Tuesday, November 21, 2017

WHAT MODERN EVANGELICALS CAN LEARN FROM THE MARRIAGE OF MARTIN LUTHER

“There is no more lovely, friendly and charming relationship,
communion or company than a good marriage.”
Martin Luther

Modern evangelicals can learn a lot from the marriage of Martin Luther and Katharina von Bora. At a time when women were subjugated and demeaned, “Katy,” as Luther called her, played a leading role in the Luther household with Luther often referring to her as "Lord Katy." She handled all the finances and business dealings of their large household, leaving Luther free to write and teach. There was also an amazing affection and mutual respect expressed in their marriage relationship.
Luther initially had no intention of ever marrying. As a monk and a priest, he had taken a vow of celibacy. But even after renouncing his vow he still did not expect to marry, for his condemnation as a heretic by the pope and emperor, meant that death could always be lurking just around the corner.
A Wife Finds Luther
Things began to change when he received a letter from a nun in a convent who had read his writings. She explained that she and others were ready to leave the convent but needed advice on how to proceed, since leaving a convent and breaking the monastic vow was illegal and punishable by death.
Luther arranged for a merchant, who delivered fish to the convent, to smuggle them out—twelve in all—in or around the fish barrels in his covered wagon. They were brought to Wittenberg where their arrival cause quite a stir. A local student in the university, wrote to a friend, “A wagon load of vestal virgins just came to town, all more eager for marriage than for life. God grant them husbands lest worse befall."
Over time Luther helped each one find a husband or a vocation except one, Katharina von Bora, the one who had written the letter. Of a feisty and assertive character, Katharina publicly stated that there were only two men she was interested in marrying, Nicholas von Almsdorf or Martin Luther. When Almsdorf declined the offer, Luther decided to accept it.
The Roman Church was furious with Luther for telling priests, monks and nuns that they were free to renounce their vows of celibacy and marry, if they so desired. Also, Luther’s father had expressed hope that Luther would marry and produce offspring that would carry on the Lutheran name. This was the context in which Luther, with tongue in cheek, stated that he decided to marry because it would “please my father, rile the pope, cause angels to laugh, and devils to weep.”
Luther and Katharina, whom he called “Kate” or “Katy,” were married on June 13, 1525. He was 41 and she was 26. He wrote to a friend, "Suddenly, and while I was occupied with far other thoughts, the Lord has plunged me into marriage."

○ ○ ○

▶ [PROBLEMS]
1. In the piece above on Luther's marriage, shorten the paragraph that begins "Over time Luther helped each one" to two sentences and keep its main facts.
2. Extend the piece above on Luther's marriage with a further paragraph that follows its final sentence.

▶ [LISTED ENTRIES]
○ ○ ○

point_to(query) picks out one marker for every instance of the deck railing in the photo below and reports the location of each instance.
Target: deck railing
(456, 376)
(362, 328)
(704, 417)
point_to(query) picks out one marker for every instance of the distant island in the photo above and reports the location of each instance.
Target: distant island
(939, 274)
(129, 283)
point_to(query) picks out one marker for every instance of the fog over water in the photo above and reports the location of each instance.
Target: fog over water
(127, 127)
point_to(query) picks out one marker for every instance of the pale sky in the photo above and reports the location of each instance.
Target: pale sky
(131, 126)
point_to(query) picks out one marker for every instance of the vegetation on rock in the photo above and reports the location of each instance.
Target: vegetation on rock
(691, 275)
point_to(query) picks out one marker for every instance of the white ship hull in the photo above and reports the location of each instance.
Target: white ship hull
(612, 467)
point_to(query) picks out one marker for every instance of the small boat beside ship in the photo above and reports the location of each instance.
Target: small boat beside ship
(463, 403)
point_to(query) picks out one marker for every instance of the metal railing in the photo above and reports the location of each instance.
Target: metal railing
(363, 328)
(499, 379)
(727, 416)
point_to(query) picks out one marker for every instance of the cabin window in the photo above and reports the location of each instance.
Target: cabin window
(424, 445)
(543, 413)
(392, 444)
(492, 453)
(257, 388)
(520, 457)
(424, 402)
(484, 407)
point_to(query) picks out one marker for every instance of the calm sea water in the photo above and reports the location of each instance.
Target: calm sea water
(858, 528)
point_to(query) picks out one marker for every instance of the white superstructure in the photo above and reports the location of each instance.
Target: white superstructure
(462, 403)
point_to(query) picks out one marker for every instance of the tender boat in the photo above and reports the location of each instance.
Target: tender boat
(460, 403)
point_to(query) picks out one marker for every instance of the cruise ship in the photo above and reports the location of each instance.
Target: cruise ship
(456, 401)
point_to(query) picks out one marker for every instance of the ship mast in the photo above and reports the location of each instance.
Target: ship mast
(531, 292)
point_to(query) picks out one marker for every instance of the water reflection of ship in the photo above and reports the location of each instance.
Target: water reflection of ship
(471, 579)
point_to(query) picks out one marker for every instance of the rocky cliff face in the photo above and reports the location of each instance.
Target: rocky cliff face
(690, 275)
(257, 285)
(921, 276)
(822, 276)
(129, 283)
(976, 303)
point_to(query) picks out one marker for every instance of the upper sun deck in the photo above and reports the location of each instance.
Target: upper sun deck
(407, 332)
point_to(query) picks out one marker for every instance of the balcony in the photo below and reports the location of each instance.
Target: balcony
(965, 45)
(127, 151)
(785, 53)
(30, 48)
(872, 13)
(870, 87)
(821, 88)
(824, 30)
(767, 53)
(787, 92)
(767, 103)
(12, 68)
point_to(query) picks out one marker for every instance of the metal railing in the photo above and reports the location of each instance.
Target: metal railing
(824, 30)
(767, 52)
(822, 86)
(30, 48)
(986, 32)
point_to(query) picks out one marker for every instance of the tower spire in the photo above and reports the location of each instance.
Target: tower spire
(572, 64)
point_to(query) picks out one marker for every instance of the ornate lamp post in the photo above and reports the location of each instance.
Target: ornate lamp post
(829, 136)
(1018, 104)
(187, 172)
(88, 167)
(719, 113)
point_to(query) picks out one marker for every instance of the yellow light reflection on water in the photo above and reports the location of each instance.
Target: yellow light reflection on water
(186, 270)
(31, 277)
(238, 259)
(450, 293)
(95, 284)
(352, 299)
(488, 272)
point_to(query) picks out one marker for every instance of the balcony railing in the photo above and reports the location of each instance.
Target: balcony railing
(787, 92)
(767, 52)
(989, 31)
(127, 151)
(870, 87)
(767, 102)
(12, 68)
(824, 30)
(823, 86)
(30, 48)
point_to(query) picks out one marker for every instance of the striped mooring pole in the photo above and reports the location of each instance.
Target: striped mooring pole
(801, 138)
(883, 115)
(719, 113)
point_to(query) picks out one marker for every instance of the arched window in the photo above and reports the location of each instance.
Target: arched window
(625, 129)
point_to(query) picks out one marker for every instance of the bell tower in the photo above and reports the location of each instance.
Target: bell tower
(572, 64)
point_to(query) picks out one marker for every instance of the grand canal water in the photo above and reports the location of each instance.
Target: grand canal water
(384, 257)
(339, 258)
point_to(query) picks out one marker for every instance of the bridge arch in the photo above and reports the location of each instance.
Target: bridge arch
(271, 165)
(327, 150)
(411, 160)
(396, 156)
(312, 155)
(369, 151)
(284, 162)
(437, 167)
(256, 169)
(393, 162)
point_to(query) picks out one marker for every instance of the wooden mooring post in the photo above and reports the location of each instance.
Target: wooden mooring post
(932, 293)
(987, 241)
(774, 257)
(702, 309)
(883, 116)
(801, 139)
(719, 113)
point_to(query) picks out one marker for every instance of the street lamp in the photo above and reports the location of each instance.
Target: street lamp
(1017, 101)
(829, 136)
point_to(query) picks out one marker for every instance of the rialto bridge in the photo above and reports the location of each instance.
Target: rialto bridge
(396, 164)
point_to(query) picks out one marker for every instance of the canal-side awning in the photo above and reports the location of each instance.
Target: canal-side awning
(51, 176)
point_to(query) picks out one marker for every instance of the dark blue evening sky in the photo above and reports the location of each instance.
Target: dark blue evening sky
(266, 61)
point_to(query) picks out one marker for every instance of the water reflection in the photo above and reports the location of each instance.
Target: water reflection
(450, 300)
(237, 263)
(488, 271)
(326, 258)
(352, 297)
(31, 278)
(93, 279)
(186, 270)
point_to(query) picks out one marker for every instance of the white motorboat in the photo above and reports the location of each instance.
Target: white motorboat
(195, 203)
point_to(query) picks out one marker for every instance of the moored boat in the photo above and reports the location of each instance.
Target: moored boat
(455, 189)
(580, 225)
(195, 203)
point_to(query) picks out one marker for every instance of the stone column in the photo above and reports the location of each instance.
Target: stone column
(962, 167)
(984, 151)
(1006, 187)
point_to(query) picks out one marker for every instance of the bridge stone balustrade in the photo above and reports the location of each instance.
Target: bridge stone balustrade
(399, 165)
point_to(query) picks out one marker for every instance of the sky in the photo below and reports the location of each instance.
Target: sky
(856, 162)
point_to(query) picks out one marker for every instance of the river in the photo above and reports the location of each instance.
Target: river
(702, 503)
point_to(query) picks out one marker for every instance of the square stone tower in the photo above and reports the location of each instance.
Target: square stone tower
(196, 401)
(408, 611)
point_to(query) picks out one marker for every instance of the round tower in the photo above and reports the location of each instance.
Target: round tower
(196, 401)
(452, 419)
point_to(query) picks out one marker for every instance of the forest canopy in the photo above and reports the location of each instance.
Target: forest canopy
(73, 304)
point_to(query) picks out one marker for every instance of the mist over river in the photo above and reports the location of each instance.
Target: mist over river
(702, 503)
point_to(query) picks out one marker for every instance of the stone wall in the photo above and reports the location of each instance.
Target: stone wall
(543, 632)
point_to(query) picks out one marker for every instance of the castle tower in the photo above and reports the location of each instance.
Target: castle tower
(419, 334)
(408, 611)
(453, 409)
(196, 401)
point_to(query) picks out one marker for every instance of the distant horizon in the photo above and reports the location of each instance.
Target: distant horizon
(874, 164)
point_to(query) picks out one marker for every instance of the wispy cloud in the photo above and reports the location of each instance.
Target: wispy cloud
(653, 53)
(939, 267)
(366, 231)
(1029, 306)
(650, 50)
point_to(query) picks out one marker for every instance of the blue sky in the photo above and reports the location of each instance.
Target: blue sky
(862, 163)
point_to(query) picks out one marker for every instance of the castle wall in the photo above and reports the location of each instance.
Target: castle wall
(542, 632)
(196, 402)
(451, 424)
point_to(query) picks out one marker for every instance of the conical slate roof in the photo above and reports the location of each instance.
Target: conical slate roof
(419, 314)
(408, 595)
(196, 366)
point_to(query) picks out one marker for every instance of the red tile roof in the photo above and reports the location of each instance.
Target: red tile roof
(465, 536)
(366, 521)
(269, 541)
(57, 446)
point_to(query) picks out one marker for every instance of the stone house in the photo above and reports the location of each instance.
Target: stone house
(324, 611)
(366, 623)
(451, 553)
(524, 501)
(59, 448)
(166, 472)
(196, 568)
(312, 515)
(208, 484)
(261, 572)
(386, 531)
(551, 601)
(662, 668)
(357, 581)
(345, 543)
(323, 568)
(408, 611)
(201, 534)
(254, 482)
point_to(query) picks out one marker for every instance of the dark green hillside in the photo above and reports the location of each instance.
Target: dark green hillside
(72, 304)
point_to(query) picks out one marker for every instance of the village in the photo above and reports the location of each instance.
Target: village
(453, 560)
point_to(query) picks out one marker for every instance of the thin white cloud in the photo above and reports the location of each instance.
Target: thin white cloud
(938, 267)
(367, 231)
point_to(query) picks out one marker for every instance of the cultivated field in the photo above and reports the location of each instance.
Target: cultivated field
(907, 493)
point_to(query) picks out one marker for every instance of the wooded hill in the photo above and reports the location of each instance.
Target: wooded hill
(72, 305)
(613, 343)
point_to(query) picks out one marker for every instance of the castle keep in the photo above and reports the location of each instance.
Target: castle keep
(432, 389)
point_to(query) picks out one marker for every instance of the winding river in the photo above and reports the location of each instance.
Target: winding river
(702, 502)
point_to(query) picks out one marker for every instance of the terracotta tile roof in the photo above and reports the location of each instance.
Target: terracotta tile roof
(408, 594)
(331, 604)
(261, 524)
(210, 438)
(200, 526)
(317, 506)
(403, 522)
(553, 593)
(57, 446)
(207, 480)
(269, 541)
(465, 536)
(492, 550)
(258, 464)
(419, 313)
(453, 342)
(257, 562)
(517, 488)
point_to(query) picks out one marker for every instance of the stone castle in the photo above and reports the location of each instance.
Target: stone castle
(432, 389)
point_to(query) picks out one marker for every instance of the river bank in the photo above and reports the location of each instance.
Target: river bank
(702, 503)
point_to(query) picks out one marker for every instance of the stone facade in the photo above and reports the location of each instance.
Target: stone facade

○ ○ ○

▶ [OUTPUTS]
1. Luther found a husband or a vocation for each of the escaped nuns except Katharina von Bora, who had written the letter. Feisty and assertive, she publicly named Nicholas von Almsdorf and Martin Luther as the only men she would marry, and when Almsdorf declined, Luther accepted.

2.
Luther was obviously very happy in his marriage and in later life wrote,
I would not want to exchange my Kate for France nor for Venice to boot; to begin with (1) because God has given her to me and me to her; (2) because I often find out that there are more shortcomings in other women than in my Kate; and although she, of course, has some too, these are nonetheless offset by far greater virtues; (3) because she keeps faith and honor in our marriage relation.
Katy’s Role in the Lutheran Household
Katy has been described as "healthy, strong, frank, intelligent and high-minded." She managed the Lutheran household, which included their own six children, four cousins, an aunt, 25 or more students who boarded with them, servants and a constant stream of visitors. One of Luther’s colleagues said he had seen as many as 100 people at the Lutheran home for a meal.
Katy managed everything, including the finances. She raised livestock and chickens. She had an extensive garden, or farm, all used for feeding her extensive household. She was a good manager and able to procure enough money to purchase her brother’s part in the family estate known as Zulsdorf, which she also managed.
Luther related to Katy both respectfully and affectionately. In his letters he referred to her as “my dearest” and himself as “your loved one.” Because of her leading role in the household, he often referred to her as “herr” Katy, “herr” being a German word of respect meaning “lord” or “master.” He also referred to her as “Moses” and at times signed his letters (I am sure all in fun), “your willing servant.”
He also used the word “Lady” in referring to her, which was a civil term of respect for a woman of nobility, influence and authority. One can see his playful humor in some of the titles he gave her. For example, because of her business and farming skills, he sometimes called her “Lady of the Pig Market.” Because she spent so much time at her family estate he called her “Lady of Zulsdorf and because she was continually giving him home remedies for his many illnesses he called her “Lady Doctor.”
They obviously had their differences, but Luther never tried to pull rank or set up a marriage hierarchy. He once said,
Oh, how smoothly things move on when man and wife sit lovingly at table! Though they have their little bickerings now and then, they must not mind that. Put up with it!”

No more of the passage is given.